WHAT TO WORK ON:
Please put the lines from the one containing "Pick out the ladder rung, placing" through the last line below into a numbered list, leaving out any blank lines.
=== RAW DATA ===
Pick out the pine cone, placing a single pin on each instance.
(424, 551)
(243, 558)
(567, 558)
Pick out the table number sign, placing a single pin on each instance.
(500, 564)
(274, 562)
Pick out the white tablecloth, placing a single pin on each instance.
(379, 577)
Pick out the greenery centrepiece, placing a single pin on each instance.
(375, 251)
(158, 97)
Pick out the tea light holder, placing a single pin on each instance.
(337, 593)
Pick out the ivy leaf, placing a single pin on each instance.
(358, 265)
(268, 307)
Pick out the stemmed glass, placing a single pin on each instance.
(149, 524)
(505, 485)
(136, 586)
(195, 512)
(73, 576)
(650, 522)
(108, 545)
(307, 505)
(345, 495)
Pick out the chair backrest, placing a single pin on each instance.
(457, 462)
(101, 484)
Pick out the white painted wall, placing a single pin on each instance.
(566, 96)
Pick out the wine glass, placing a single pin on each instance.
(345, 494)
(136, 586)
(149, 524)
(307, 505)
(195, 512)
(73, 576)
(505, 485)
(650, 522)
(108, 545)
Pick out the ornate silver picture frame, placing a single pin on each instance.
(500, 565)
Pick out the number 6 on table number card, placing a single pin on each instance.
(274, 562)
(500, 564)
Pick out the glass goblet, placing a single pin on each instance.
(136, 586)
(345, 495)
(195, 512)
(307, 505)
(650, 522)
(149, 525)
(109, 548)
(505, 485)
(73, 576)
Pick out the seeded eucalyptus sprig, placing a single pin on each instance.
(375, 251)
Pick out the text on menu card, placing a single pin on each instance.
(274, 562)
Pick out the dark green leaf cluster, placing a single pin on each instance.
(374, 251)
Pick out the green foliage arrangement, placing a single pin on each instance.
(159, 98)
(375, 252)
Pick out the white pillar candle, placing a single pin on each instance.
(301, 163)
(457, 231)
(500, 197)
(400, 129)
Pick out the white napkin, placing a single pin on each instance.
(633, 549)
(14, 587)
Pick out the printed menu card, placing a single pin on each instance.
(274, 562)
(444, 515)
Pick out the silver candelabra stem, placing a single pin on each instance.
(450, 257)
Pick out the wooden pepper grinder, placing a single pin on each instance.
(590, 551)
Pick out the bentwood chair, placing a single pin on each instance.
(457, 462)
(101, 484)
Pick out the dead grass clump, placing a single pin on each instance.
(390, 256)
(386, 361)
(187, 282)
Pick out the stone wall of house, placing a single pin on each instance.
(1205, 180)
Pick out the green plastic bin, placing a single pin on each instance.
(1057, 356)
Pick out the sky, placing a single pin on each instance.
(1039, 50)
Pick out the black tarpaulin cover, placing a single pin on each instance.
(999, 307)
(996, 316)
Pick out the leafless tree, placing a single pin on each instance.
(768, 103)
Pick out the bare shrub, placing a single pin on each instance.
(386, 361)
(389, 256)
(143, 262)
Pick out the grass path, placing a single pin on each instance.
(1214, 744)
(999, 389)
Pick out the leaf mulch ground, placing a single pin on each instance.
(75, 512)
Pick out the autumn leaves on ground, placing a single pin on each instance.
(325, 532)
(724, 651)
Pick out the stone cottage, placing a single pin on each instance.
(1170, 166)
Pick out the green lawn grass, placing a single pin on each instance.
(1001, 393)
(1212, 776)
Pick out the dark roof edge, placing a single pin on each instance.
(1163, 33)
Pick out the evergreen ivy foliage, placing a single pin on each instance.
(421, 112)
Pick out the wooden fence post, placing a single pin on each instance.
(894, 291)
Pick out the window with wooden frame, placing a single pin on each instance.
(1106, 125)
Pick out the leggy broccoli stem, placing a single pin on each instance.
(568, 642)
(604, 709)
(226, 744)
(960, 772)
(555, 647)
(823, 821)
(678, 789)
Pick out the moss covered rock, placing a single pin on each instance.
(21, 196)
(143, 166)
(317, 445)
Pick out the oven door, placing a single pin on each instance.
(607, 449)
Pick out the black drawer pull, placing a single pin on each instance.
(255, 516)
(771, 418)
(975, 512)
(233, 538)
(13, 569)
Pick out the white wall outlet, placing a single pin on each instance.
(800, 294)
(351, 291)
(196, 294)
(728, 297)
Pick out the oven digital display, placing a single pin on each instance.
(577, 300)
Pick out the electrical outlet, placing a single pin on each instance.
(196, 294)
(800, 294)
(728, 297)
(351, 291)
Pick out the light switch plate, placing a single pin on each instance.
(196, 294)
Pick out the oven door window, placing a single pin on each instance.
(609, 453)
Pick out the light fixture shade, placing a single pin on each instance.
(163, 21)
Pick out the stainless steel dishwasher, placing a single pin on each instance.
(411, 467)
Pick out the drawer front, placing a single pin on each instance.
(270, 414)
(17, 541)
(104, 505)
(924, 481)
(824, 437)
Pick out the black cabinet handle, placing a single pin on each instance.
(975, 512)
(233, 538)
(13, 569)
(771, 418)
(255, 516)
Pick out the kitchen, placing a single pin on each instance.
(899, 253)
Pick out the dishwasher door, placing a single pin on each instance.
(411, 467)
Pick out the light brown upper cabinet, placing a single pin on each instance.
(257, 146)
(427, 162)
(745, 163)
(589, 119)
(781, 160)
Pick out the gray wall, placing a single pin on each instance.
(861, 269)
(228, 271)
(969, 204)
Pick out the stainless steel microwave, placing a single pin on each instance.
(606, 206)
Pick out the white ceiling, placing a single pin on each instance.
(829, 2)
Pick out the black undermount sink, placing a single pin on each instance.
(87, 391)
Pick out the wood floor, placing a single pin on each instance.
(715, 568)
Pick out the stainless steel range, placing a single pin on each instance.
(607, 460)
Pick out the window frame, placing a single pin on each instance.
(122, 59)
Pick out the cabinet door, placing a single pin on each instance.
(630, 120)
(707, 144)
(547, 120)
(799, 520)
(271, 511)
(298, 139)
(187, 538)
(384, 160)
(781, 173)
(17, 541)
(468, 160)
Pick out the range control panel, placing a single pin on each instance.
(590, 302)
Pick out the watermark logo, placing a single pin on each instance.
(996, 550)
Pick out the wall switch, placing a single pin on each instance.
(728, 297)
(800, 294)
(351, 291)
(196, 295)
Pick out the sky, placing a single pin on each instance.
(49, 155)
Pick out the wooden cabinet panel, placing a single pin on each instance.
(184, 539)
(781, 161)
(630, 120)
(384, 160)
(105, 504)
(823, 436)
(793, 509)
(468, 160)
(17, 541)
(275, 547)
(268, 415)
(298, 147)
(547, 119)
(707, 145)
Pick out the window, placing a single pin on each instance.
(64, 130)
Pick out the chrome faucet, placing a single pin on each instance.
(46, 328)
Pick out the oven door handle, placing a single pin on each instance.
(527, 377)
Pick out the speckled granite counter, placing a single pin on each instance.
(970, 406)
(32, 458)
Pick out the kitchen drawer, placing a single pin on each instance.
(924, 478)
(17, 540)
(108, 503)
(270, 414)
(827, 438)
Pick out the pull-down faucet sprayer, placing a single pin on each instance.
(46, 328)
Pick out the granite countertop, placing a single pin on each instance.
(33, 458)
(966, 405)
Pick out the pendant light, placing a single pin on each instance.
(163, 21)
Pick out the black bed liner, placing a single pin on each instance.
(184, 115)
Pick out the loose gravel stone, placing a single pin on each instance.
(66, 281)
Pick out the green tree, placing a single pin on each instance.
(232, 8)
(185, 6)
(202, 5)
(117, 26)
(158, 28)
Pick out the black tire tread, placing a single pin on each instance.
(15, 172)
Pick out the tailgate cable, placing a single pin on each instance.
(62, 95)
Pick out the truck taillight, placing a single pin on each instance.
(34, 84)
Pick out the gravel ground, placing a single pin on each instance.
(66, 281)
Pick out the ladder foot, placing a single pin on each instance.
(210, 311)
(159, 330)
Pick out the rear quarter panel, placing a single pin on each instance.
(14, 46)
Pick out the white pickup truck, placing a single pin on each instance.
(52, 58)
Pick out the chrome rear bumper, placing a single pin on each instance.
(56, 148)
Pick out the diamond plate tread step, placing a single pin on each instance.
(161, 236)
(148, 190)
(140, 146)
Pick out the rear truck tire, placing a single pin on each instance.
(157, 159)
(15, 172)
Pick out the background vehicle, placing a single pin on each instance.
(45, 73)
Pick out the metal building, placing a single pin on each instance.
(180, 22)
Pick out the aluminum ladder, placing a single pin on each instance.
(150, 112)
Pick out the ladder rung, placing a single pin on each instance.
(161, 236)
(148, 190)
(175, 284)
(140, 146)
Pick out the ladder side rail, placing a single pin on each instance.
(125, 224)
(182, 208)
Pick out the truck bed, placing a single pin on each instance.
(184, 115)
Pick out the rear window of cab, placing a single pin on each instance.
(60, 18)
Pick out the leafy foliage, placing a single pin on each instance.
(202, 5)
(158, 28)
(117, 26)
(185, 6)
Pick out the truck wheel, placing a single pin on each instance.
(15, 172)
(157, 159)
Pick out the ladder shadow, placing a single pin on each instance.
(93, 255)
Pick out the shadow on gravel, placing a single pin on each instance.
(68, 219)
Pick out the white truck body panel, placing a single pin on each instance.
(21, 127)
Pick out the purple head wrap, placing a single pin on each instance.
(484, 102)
===
PROBLEM SOLUTION:
1. Pick out the ladder rung, placing a single pin on each instance.
2. (161, 236)
3. (148, 190)
4. (175, 284)
5. (140, 146)
6. Pick out the ladder side rail, placing a single pin on each instance.
7. (125, 224)
8. (182, 208)
9. Pick out the truck bed, placing a single pin on each instance.
10. (184, 115)
11. Pick out the rear window of cab, placing a single pin on each instance.
12. (60, 18)
13. Pick out the leafy foliage, placing a single pin on each instance.
14. (202, 5)
15. (158, 28)
16. (117, 26)
17. (185, 6)
18. Pick out the truck wheel, placing a single pin on each instance.
19. (15, 172)
20. (157, 159)
21. Pick out the ladder shadow, placing a single pin on each instance.
22. (93, 255)
23. Pick out the shadow on gravel, placing a single pin on each instance.
24. (68, 219)
25. Pick out the white truck body panel, placing a single pin on each instance.
26. (21, 127)
27. Pick out the purple head wrap, placing a single pin on each instance.
28. (484, 102)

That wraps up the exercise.